- **Consignes**:
A – Quels travaux et textes le compte-rendu sur les bouchers de Limoges, ci-dessous, cite-t-il comme figurant dans la bibliographie de l'ouvrage ? Dressez-en la liste complète.
B – Répondez à chaque question d'après le compte-rendu sur les bouchers de Limoges, ci-dessous :
(i) Quel nom définitif la rue du Saut-de-Bœuf a-t-elle fini par prendre au XIXe siècle ?
(ii) En combien de chapitres l'étude est-elle divisée ?
(iii) Qui signe la préface de l'ouvrage ?
C – Poursuivez le compte-rendu sur les bouchers de Limoges, ci-dessous, à partir de sa dernière phrase.

- **Extrait du document**:
========================================

Pour les néophytes qui n’ont jamais mis les pieds en Haute-Vienne en général ni à Limoges en particulier, il faut rappeler quelques éléments incontournables pour ce compte-rendu.

Limoges reste liée (de manière réductrice) à deux métiers et deux couleurs politiques qui leur sont associées : la porcelaine (rouge), et la boucherie (blanche). La géographie de la ville est également marquée par ces activités. Au fil du temps, les bouchers se sont fixés principalement dans une artère spécifique, la rue du Saut-de-Bœuf qui, au cours du XIXe siècle fini par prendre le nom définitif de « boucherie ». Actuellement elle fait partie de l’une des rares rues ayant réussi à conserver son patrimoine architectural, donnant ainsi une idée de l’apparence ancienne de la ville avant sa modernisation forcée après la Seconde Guerre mondiale.

L’ouvrage de Laurent Bourdelas intitulé Les bouchers du château de Limoges est publié aux éditions de la Geste. L’étude est divisée en huit chapitres et se propose de couvrir une histoire complète des bouchers de Limoges en général et de la confrérie Saint-Aurélien en particulier de l’Antiquité à nos jours. Mais force est de constater qu’entre les promesses des premières pages et la dernière, le lecteur averti restera sur sa faim.

La préface signée Pierre Lamige, actuel premier syndic de la confrérie Saint-Aurélien parle d’un « travail de recherche considérable ». Après lecture, cette affirmation issue de la volonté de mettre en valeur le travail d’un membre de la confrérie doit être très fortement nuancée voir totalement contestée. En effet, la lecture des sources et la bibliographie auraient dû l’amener à un peu plus de modestie. Les seules archives inédites mentionnées sont celles de la confrérie Saint-Aurélien qualifiées de « riches » mais malheureusement aucun détail potentiellement glané au cours de la lecture ne permet vraiment de les identifier ni donc, de confirmer ce qualificatif. La bibliographie mentionne de manière obligée si l’on peut dire, les études devenues la base classique depuis quelques décennies, les « incontournables » sans lesquelles aucun ouvrage sur la ville et la région ne peut prétendre au sérieux : celles du père Perouas, l’ouvrage de John Merriman Limoges la ville rouge, la somme d’Alain Corbin Archaïsme et modernité en Limousin au XIXe siècle (1845- 1880) sans parler des quelques documents-sources cités et confondus, par la méthode parfois, avec les études scientifiques (je pense ici aux textes d’Henri et Paul Ducourtieux). Pour les archives, seule la mention du registre 6H des ADHV est relevable en bas de page, ce qui laisse songeur …

En réalité, ce livre ne déroge pas à une certaine règle locale : l’histoire des bouchers de Limoges a été et continue principalement d’être écrite par les familles, leurs descendants et les adoubés de l’ancienne corporation survivante qui, nous le supposons, garde encore très certainement et jalousement quelques archives familiales encore inexploitées.

========================================

- **Matériel fourni**:
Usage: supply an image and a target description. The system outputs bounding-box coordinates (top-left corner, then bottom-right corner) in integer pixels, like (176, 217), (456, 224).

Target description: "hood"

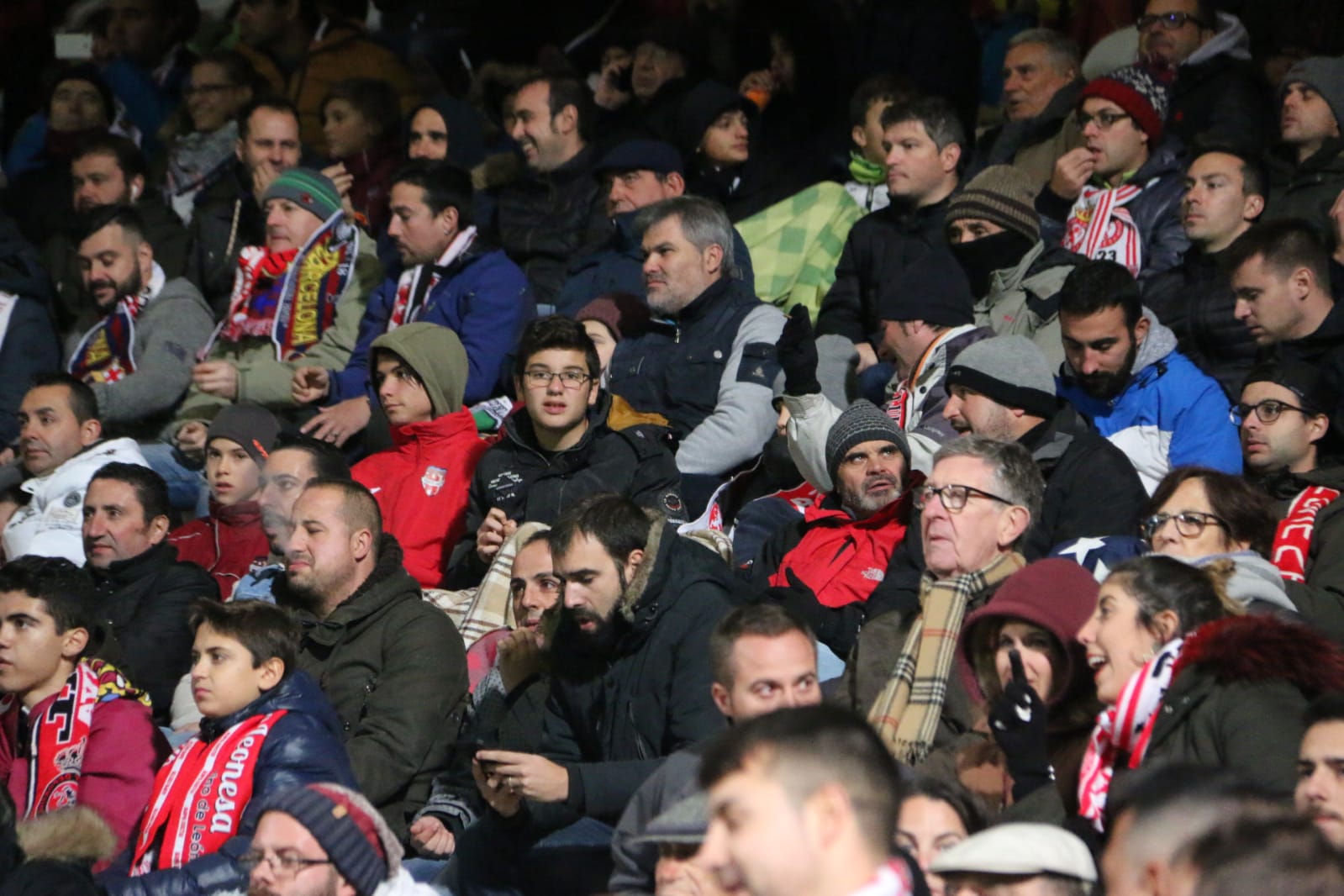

========================================

- **Réponses dans l'ordre**:
A –
- Les études du père Perouas
- Limoges la ville rouge, de John Merriman
- Archaïsme et modernité en Limousin au XIXe siècle (1845-1880), d'Alain Corbin
- Les textes d'Henri et Paul Ducourtieux

B –
(i) « Boucherie »
(ii) Huit
(iii) Pierre Lamige, actuel premier syndic de la confrérie Saint-Aurélien

C –
Il reste que cette publication reste élégante mais demeure empreinte d’une nostalgie et d’un propos frisant souvent un entre-soi peu compatible avec la démonstration scientifique et historique et la mise à distance nécessaire pour tout historien travaillant sur un sujet avec lequel il entretient des liens intimes. Mais ce n’était peut-être pas le but de l’ouvrage.

Il est cependant significatif que les chapitres les mieux maîtrisés au niveau de l’écriture et de la synthèse sont ceux concernant la période antérieure à la Révolution française. Sont ainsi présentés les origines à la fin du Moyen-Age, le fonctionnement global, la localisation dans l’espace urbain de cette corporation qualifiée de « puissante » bien que rien ne vienne réellement étayer ce qualificatif au cours de la lecture : aucun chiffre, aucun fait politique ou économique ne vient prouver cette affirmation en particulier pour la période contemporaine.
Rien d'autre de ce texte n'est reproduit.